EXERCISE OBJECTIVE: Find every line in the entries below that contains the word "cloud", and copy each such line in full.

▬▬▬

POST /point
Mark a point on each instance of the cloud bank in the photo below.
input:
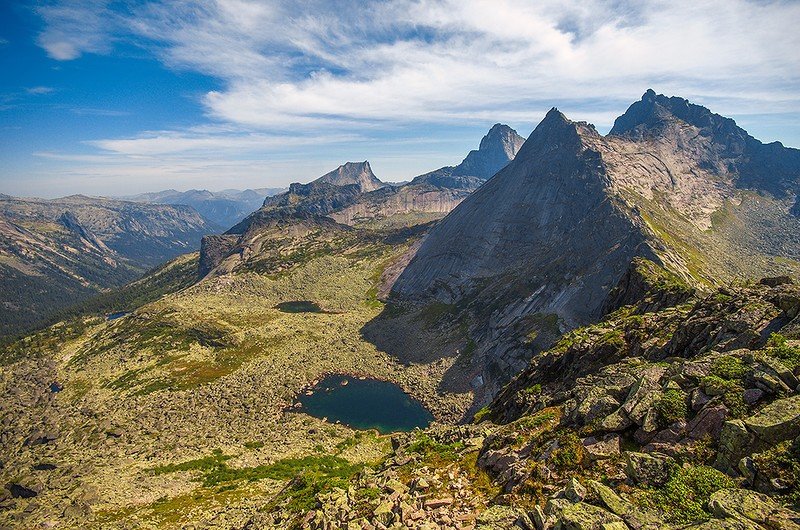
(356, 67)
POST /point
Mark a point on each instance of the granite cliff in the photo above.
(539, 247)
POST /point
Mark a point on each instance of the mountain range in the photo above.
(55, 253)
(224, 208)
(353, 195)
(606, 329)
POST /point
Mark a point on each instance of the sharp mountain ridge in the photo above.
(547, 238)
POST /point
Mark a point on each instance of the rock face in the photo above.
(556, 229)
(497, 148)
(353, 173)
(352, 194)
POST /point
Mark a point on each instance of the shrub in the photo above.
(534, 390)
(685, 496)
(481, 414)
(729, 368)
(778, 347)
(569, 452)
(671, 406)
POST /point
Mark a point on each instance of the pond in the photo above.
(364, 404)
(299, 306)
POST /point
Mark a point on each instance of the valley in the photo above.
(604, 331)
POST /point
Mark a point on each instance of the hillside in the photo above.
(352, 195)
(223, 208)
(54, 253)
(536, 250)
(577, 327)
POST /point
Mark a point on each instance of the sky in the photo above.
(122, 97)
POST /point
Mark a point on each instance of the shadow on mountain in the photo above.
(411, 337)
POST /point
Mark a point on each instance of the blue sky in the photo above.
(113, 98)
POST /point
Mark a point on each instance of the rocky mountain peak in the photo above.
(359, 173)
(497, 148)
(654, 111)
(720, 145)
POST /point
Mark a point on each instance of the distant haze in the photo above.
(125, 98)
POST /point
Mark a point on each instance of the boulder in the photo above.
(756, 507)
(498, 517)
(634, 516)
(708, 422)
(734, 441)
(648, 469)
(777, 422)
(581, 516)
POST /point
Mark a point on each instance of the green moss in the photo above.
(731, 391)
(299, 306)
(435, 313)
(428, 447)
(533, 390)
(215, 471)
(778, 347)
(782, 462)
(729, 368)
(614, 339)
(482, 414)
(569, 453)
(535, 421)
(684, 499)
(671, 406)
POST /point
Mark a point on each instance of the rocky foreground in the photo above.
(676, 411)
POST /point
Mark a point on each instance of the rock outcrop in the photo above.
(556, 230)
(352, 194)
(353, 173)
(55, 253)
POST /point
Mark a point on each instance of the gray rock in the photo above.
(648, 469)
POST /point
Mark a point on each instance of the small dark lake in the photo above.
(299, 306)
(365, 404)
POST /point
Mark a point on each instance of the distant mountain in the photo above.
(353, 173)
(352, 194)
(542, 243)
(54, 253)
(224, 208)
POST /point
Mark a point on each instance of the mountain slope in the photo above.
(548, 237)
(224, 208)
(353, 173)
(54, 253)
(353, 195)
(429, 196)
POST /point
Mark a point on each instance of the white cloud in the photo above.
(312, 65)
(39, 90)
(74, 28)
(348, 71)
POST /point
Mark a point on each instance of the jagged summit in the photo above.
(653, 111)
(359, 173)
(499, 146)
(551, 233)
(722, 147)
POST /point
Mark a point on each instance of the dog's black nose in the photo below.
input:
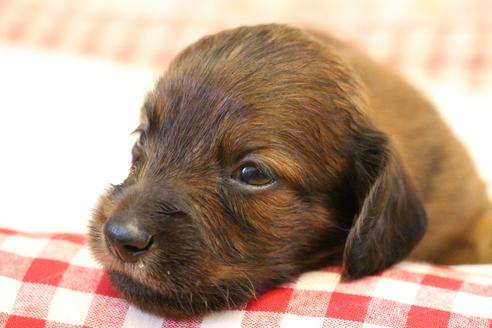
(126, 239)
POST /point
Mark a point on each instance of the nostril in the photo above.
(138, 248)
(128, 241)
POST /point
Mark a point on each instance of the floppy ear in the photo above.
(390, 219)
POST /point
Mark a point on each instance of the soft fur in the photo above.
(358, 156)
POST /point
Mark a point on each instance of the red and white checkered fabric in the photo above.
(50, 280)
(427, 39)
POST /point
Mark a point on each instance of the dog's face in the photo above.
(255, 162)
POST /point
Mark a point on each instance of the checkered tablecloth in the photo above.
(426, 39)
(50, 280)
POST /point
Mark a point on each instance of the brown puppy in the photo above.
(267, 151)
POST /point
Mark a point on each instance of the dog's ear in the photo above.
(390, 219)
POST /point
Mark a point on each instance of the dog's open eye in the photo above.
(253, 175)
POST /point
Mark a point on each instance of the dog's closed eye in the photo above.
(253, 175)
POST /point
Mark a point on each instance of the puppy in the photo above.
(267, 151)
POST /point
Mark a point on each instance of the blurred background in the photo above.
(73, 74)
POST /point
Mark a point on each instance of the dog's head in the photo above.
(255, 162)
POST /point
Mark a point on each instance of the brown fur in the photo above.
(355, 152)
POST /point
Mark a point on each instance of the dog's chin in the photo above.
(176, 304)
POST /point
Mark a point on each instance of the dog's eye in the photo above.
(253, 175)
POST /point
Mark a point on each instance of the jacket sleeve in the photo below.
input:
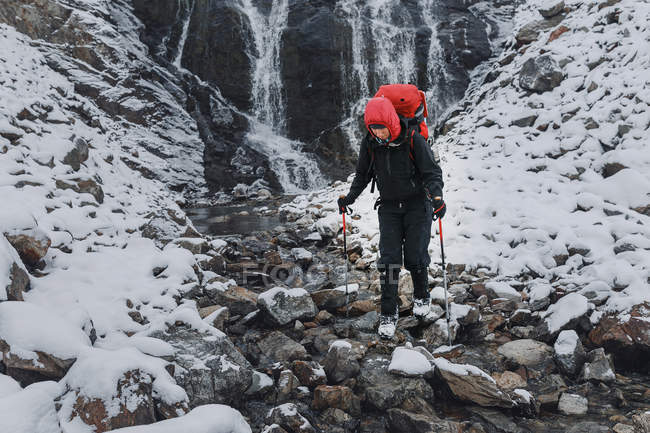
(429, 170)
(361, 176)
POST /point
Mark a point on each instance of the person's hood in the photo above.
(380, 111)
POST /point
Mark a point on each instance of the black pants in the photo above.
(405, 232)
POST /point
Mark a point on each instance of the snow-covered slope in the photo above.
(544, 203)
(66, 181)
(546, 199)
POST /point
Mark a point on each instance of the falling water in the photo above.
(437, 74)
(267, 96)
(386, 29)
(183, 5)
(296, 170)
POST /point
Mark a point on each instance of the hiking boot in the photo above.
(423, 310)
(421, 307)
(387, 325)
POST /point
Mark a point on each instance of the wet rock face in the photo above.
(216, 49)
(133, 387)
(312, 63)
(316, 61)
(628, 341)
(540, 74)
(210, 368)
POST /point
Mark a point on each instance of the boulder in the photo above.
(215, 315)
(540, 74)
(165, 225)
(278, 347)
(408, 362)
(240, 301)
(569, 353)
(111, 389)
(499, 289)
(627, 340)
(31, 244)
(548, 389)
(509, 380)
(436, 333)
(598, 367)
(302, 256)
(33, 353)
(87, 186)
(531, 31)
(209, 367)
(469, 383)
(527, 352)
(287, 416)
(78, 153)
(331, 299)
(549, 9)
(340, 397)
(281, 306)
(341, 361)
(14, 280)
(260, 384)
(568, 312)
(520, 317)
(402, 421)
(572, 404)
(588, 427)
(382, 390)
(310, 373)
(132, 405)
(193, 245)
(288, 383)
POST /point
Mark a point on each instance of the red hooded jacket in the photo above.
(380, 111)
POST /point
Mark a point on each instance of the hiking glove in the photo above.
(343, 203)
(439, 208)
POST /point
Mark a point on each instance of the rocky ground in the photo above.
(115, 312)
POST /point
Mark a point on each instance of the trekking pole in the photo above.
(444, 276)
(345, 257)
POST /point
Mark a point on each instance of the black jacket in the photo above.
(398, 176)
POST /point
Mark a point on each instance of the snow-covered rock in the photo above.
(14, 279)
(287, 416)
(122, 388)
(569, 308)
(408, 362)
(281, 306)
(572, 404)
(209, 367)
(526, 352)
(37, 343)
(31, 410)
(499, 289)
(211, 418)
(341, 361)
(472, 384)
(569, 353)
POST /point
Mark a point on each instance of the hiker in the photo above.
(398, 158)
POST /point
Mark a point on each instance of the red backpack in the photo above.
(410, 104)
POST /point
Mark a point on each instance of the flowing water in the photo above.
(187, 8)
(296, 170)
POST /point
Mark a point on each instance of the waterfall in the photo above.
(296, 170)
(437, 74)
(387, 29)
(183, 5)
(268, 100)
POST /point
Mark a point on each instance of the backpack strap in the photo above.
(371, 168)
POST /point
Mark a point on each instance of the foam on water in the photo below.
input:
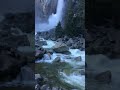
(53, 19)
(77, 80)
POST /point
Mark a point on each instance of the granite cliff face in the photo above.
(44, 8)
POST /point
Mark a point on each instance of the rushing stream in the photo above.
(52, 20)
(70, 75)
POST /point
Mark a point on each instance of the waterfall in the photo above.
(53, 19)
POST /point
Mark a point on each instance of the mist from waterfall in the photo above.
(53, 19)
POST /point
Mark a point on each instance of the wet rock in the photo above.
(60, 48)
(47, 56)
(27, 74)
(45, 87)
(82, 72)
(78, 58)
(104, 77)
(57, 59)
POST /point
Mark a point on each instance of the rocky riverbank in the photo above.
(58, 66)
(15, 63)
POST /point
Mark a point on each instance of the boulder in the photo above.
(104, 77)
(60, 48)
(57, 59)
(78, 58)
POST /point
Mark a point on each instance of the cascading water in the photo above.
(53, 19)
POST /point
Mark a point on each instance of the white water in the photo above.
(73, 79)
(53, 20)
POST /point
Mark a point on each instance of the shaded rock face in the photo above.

▬▬▬

OUTPUT FOR THIS TASK:
Mark a point on each instance of the cloud bank in the photo below.
Mark a point on each instance of the white cloud in the photo above.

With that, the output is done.